O Acadêmico iniciou a palestra afirmando que a relação médico-paciente é definida por complexas interações psicossociais entre o médico e o paciente. A principal virtude do médico, na relação médico-paciente, é a empatia, ou seja, a capacidade de se colocar no lugar do outro.
– Os médicos devem verdadeiramente ouvir o que os pacientes pensam do que está acontecendo. E não subestimar o sentimento de quem está se sentindo ameaçado ou vulnerável. Ouvir, tentar se colocar no lugar do outro, é muito importante – afirmou.
Durante sua apresentação, o Acadêmico contou algumas histórias e casos pitorescos vividos por ele ao longo de sua carreira. Uma delas foi sobre um paciente, com câncer, que se tornou muito amigo dele. O paciente chegou para sua primeira consulta sentindo-se muito angustiado e desesperado; a primeira coisa que o doutor Camargo fez foi levantar-se da sua cadeira, contornar a mesa e sentar-se ao lado do paciente. Conversaram e analisaram os exames ali mesmo. Ao final do tratamento, meses depois, com o paciente já em fase terminal, este paciente virou para o Dr. Camargo e disse:
– Doutor, eu fui muito bem tratado, estamos chegando ao fim, foi uma parceria que valeu a pena, mas eu quero dizer que a melhor coisa que recebi durante todo o tratamento foi aquele dia em que você contornou a mesa para se sentar ao meu lado.

## SUAS TAREFAS:
A - Responda a estas perguntas com base no trecho sobre a relação médico-paciente:
(i) Qual é a principal virtude do médico nessa relação?
(ii) De que doença sofria o paciente que se tornou amigo do Acadêmico?
(iii) O que o doutor Camargo fez logo na primeira consulta desse paciente?
B - Diga se cada afirmação concorda com o trecho sobre a relação médico-paciente. Responda sim ou não e cite as palavras do trecho que decidem a questão.
(i) Os médicos não devem subestimar o sentimento de quem se sente ameaçado.
(ii) Os exames do paciente foram analisados em outro dia, depois da conversa.
(iii) O paciente afirmou que a melhor coisa do tratamento foi um medicamento.
C - Prossiga com o trecho sobre a relação médico-paciente a partir do ponto em que ele termina.
A listagem não tem papel nenhum nisto.

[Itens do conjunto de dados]
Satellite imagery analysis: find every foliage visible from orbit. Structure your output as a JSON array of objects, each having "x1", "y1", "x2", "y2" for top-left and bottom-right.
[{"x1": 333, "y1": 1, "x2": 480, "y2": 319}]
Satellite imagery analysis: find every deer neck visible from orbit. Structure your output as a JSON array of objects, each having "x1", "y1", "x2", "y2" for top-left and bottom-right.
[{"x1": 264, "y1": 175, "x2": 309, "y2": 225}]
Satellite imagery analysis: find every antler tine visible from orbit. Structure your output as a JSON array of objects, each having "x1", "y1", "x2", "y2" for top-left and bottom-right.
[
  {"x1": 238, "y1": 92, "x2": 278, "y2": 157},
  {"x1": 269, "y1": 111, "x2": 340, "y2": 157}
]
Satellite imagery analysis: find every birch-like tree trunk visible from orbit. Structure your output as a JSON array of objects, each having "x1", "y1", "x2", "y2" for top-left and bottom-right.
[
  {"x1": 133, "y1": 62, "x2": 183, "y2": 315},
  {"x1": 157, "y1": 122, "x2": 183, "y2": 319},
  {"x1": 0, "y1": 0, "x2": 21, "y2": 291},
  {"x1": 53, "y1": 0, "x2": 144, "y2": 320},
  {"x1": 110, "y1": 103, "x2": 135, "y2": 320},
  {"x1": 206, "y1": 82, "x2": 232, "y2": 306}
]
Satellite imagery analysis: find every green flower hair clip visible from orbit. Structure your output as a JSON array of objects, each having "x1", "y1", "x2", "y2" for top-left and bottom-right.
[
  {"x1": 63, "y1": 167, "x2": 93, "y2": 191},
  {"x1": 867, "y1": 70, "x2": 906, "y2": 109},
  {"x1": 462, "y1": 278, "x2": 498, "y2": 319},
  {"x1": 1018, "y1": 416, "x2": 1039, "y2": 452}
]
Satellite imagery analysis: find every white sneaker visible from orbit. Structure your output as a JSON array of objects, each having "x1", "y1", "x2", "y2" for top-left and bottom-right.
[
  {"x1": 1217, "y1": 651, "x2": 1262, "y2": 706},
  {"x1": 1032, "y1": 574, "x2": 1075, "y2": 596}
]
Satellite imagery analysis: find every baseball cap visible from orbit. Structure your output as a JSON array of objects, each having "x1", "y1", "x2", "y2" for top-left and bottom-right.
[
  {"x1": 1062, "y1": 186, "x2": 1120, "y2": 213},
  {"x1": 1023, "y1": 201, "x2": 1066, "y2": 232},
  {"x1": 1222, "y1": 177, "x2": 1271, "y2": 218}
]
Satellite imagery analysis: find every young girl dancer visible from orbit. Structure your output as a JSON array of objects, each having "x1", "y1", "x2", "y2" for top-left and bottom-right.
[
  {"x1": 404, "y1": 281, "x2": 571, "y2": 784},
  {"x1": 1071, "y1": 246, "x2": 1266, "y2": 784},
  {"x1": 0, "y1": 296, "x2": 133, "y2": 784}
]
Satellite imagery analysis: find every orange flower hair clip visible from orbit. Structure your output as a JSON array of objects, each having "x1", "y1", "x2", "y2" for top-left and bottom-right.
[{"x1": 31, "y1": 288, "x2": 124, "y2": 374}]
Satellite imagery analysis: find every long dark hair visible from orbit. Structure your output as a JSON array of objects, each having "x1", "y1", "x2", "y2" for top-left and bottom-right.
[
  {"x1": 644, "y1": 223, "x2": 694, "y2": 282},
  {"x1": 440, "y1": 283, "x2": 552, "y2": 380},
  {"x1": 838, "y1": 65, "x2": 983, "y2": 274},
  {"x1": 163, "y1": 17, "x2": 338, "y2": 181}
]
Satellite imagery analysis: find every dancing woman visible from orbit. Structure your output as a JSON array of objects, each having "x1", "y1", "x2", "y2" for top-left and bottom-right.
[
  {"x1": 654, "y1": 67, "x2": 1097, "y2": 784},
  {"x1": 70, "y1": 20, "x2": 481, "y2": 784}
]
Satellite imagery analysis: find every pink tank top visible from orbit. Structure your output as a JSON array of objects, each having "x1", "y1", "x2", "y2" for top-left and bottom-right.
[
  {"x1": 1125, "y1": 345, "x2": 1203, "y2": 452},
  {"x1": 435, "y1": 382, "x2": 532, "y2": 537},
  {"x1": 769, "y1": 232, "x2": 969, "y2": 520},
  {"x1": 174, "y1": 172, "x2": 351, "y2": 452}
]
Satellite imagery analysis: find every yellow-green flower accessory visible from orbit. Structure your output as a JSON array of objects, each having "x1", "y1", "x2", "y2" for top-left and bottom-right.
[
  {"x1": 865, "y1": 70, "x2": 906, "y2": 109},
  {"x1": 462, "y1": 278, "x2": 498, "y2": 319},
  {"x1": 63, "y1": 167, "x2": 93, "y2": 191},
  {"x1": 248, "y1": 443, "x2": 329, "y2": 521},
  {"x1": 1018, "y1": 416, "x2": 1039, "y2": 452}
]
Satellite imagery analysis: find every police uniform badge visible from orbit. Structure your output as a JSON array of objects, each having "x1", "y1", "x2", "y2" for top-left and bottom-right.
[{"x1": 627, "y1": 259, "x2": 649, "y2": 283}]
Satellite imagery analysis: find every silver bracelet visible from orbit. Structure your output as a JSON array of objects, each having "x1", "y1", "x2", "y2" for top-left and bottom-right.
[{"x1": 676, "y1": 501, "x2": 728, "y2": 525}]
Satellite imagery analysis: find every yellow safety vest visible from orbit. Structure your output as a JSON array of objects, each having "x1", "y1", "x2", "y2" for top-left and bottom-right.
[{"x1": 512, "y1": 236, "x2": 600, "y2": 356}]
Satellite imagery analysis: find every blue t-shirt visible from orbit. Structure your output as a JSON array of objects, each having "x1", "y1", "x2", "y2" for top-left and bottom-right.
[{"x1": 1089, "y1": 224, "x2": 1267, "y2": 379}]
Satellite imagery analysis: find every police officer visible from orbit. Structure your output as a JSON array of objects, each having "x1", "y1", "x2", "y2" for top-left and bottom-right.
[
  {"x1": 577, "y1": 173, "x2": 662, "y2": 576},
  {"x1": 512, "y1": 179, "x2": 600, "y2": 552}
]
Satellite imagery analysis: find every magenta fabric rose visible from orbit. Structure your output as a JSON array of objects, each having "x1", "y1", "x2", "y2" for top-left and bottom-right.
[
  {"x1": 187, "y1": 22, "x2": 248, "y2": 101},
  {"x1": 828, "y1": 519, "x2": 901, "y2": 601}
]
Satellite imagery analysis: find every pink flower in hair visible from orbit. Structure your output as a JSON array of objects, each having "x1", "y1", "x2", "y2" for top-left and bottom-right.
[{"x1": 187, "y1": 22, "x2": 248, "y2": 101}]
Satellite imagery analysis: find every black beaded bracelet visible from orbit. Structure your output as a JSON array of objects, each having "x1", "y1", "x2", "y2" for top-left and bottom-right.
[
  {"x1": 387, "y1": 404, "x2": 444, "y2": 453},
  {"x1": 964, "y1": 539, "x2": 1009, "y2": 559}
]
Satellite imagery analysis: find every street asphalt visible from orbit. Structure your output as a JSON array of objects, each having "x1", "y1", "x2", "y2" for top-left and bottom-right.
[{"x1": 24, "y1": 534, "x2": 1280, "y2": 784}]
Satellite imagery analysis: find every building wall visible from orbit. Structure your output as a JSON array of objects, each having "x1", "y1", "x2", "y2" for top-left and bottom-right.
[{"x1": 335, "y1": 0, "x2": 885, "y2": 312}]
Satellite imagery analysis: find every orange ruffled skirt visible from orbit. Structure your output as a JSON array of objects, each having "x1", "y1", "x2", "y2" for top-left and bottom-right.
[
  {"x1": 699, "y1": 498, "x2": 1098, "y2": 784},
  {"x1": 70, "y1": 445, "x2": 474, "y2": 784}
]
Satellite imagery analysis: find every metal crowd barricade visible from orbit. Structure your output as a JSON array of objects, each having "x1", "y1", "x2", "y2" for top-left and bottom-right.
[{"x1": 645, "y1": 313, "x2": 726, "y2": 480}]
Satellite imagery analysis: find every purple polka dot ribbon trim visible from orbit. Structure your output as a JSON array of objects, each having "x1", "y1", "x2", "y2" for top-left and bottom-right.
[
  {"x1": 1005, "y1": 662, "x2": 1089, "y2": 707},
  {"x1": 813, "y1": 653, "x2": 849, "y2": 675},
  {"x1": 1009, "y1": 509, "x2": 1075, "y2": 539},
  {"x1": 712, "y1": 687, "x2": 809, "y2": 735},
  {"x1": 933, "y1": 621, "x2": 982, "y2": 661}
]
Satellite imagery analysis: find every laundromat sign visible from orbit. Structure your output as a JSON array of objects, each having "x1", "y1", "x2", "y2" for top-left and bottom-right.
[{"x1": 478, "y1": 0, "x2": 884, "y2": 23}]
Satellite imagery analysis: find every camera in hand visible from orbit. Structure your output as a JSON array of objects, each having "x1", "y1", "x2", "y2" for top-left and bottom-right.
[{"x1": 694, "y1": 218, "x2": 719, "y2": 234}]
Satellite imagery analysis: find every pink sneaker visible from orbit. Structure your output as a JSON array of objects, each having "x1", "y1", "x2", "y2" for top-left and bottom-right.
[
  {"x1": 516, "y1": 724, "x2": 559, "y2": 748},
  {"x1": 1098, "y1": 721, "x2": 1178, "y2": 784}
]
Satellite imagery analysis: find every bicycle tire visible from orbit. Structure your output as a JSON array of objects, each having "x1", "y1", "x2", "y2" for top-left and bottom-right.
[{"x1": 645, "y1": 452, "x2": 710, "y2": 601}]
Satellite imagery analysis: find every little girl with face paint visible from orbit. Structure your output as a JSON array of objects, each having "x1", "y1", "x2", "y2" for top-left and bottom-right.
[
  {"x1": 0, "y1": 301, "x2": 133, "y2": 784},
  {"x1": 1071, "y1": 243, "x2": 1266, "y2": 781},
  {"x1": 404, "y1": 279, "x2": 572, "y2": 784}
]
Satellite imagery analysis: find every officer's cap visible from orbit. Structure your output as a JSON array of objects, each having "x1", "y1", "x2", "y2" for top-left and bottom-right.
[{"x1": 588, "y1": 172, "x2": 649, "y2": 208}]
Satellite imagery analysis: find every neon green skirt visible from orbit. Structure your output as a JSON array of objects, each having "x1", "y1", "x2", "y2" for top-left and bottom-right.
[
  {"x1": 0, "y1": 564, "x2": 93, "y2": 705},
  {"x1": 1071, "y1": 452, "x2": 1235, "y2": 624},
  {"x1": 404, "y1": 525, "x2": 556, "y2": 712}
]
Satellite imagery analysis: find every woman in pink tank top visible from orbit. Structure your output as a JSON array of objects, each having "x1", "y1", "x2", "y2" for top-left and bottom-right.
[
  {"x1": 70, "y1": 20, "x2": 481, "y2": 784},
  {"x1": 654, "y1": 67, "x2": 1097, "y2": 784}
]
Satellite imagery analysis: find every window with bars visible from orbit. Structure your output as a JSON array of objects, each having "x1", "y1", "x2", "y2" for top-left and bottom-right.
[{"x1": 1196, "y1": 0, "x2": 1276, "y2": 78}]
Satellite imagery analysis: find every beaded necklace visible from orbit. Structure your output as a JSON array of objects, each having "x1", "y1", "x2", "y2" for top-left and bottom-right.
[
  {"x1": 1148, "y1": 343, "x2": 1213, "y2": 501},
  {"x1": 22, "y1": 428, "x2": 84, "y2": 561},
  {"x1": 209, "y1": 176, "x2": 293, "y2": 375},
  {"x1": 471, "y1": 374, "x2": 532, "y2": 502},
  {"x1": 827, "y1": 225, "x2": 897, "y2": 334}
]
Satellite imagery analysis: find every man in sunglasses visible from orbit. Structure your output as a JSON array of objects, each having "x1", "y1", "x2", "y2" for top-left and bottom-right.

## LISTA DE RESPOSTAS:
A -
(i) A empatia, ou seja, a capacidade de se colocar no lugar do outro.
(ii) Câncer.
(iii) Levantou-se da cadeira, contornou a mesa e sentou-se ao lado do paciente.

B -
(i) Sim: "E não subestimar o sentimento de quem está se sentindo ameaçado ou vulnerável."
(ii) Não: "Conversaram e analisaram os exames ali mesmo."
(iii) Não: "a melhor coisa que recebi durante todo o tratamento foi aquele dia em que você contornou a mesa para se sentar ao meu lado."

C -
Outra história muito interessante narrada pelo palestrante foi a de um menino de 11 anos que tinha caído de uma construção e havia chegado em coma ao hospital. O palestrante conta:
– Dez dias depois, o garoto foi considerado em morte encefálica. Aquilo para mim foi o horror. Quando saí da UTI, com diagnóstico de morte encefálica, a secretária me encontrou no corredor do hospital e comunicou que havia nove pacientes a minha espera. Como não tinha condições de atender ninguém, pedi a ela que passasse os nove ao mesmo tempo para a minha sala. Eles entraram, obviamente, com ar de surpresa. Eu relatei o que tinha acontecido, que eu estava muito mal e queria saber deles se estavam com alguma situação de urgência para que eu providenciasse outro médico para atendê-los. Caso contrário, gostaria muito que voltassem no dia seguinte, porque, naquele momento, eu precisava muito sair do hospital para chorar. Houve uma comoção geral naquela sala de consultório. No dia seguinte, todos retornaram! Entenderam perfeitamente a situação do médico e muitos deles criaram vínculos eternos e de amizade comigo.
Em um outro caso, ele encaminhou um paciente para um grande cirurgião, seu colega, excelente profissional e tecnicamente muito bem-formado. O paciente foi à consulta e, ao retornar ao consultório do Dr. Camargo, afirmou que não havia gostado do colega indicado e nem da consulta, solicitando a indicação de um outro colega para tratar do seu problema.
– Achei, doutor, que seu colega tem muita pressa e é uma pressa maligna. Ele inclusive, ao me despir, arrancou um botão da minha camisa.
– Bem, mas o senhor considerou que este botão poderia estar solto ou frouxo? – disse o Dr. Camargo.
– Considerei Doutor, mas quando minha esposa foi pegar o botão no chão, havia outro botão lá, de outra camisa, de outro paciente.
Ou seja: apesar do colega ser muito bom tecnicamente e bem formado, no seu cotidiano profissional, o que ele queria era “se livrar” do paciente, ou acabar rápido com o processo de consulta.
– Entre dois médicos qualificados, o paciente sempre vai optar e se sentir mais confortável com aquele que tiver um olhar mais humano – afirmou, finalmente.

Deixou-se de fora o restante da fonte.